◆ Data for processing ◆
§ §

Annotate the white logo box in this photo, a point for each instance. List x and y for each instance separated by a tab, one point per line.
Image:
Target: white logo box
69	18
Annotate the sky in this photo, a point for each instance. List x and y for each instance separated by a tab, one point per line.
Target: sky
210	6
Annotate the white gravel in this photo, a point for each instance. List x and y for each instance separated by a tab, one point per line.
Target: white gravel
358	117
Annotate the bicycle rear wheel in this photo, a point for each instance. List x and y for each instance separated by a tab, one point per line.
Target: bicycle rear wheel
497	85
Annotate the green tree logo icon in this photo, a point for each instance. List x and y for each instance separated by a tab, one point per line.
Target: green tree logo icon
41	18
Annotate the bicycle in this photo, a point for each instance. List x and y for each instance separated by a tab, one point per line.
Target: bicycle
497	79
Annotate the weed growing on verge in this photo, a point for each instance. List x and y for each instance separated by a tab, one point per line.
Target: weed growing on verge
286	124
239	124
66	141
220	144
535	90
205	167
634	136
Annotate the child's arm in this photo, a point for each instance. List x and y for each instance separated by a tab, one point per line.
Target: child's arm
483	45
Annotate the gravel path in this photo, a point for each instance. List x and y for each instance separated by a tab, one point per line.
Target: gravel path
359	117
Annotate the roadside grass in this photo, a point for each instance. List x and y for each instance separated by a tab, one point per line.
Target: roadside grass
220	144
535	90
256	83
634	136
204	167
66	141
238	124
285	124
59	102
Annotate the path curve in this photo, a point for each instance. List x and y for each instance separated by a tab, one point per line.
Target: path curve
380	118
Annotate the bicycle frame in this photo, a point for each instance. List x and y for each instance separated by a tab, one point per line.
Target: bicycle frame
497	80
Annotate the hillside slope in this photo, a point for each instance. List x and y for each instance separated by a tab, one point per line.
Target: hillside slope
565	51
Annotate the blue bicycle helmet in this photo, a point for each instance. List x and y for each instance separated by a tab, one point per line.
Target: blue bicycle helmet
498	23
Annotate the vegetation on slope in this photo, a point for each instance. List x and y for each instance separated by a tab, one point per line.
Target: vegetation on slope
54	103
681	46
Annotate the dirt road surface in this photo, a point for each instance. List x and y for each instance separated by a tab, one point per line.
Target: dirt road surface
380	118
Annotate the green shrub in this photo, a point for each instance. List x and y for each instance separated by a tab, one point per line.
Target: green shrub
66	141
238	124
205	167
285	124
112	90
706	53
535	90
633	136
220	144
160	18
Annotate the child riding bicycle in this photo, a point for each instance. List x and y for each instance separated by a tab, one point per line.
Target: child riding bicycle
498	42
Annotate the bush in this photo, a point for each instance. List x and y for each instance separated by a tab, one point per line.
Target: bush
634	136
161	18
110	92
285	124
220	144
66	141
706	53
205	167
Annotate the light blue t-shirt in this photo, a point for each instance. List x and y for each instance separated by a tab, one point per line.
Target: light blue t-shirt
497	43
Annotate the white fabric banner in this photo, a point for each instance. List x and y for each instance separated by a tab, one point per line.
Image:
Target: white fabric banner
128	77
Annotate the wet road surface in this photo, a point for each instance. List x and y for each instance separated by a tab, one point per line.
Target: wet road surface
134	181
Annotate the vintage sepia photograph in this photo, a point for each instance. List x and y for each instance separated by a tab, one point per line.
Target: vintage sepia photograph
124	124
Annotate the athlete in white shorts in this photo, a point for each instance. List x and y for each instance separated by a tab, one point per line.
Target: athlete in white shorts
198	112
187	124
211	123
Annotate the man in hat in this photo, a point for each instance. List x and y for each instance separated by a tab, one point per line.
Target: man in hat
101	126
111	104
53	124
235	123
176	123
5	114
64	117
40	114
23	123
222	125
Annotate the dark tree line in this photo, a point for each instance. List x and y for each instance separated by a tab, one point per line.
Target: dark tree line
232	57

§ §

◆ Directive ◆
Write the listing out again, exactly as it reads.

◆ The result ◆
Annotate the white logo box in this photo, a point for each instance. List x and y for each instance separated by a tab, one point per line.
Image:
Target: white logo box
69	18
Annotate the sky in this photo, a point for each instance. List x and y for each instance separated by a tab, one point per line.
Target: sky
210	6
Annotate the white gravel in this photo, a point for each instance. List x and y for each instance separated by a tab, one point per line.
Target: white gravel
358	117
Annotate the bicycle rear wheel in this photo, a point for each instance. List x and y for each instance separated by a tab, one point per line.
Target: bicycle rear wheel
497	85
Annotate the green tree logo icon in this photo, a point for each instance. List x and y for each instance separated by a tab, one point per line.
Target: green tree logo icon
41	18
Annotate the bicycle in this photo, a point for each instance. List x and y for each instance separated by a tab, one point per line.
Target: bicycle
497	79
Annotate the weed growing on verge in this photo, a point for each instance. List x and y for each instance separated by a tab, one point per line.
Target: weed growing on verge
286	124
239	124
66	141
220	144
535	90
205	167
634	136
Annotate the child's arm in this photo, a point for each instance. List x and y for each instance separated by a tab, one point per line.
Target: child's arm
483	45
Annotate the gravel path in this photo, a point for each instance. List x and y for each instance separated by a tab, one point per line.
Target: gravel path
359	117
Annotate the roadside grass in this photo, a point for each instance. List x and y for each instance separated by a tab, one point per line.
Target: roadside grass
220	144
535	90
256	83
634	136
204	167
66	141
238	124
285	124
59	102
Annotate the path curve in this photo, a point for each instance. List x and y for each instance separated by a tab, one point per line.
Target: path curve
380	118
Annotate the bicycle frame in this photo, a point for each instance. List x and y for each instance separated by a tab, one point per line.
Target: bicycle frame
497	80
Annotate the hillside slope in this photo, a point for each instance. List x and y for each instance separated by a tab, one point per line.
Target: hillside slope
565	51
Annotate the blue bicycle helmet in this photo, a point for each instance. List x and y for each instance separated by a tab, one point per line.
Target: blue bicycle helmet
498	23
Annotate the vegetation on slope in this photo, a point for each instance. List x and y for each instance separated by a tab, one point per line.
Target: vegetation on slope
54	103
681	46
Annotate the dirt road surface in this photo, a point for each instance. List x and y for each instance separated by a tab, one point per line.
Target: dirt road surface
380	118
Annotate the green shrub in this photo, a point for each instance. List x and y for each instance separated by a tab, one point per line.
Target: green shrub
66	141
238	124
205	167
285	124
112	90
706	53
535	90
633	136
220	144
160	18
Annotate the child riding bicycle in this photo, a point for each instance. List x and y for each instance separated by a tab, one point per line.
Target: child riding bicycle
498	42
Annotate the bush in this photo, a point for each instance. List x and y for each instance separated by a tab, one point per line.
Target: bush
634	136
161	18
110	92
285	124
220	144
66	141
706	53
205	167
Annotate the light blue t-shirt in this photo, a point for each instance. List x and y for each instance separated by a tab, one point per line.
Target: light blue t-shirt
497	43
Annotate the white fabric banner in this photo, a point for each instance. List x and y for each instance separated by a tab, one point per line.
Image:
Target: white fabric banner
128	77
Annotate the wet road surface in this photo, a point for each instance. List x and y for each instance separated by a tab, one point per line.
Target: wet road surface
134	181
Annotate the vintage sepia photograph in this photo, a point for each instance. List x and y for each instance separated by a tab, one point per line.
Target: vintage sepia photograph
124	124
Annotate the athlete in white shorts in this photo, a point for each instance. List x and y for each instance separated by a tab, one point per line.
Target: athlete in white shorts
198	112
187	124
211	123
Annotate the man in hat in this photo, a point for each instance. List x and y for each instance separated by a tab, one point per line.
Target: man in hat
101	126
111	104
53	124
235	123
176	123
5	114
64	117
40	114
23	123
222	125
Annotate the dark tree line in this photo, a point for each instance. List x and y for each instance separated by a tab, one point per line.
Target: dark tree line
232	57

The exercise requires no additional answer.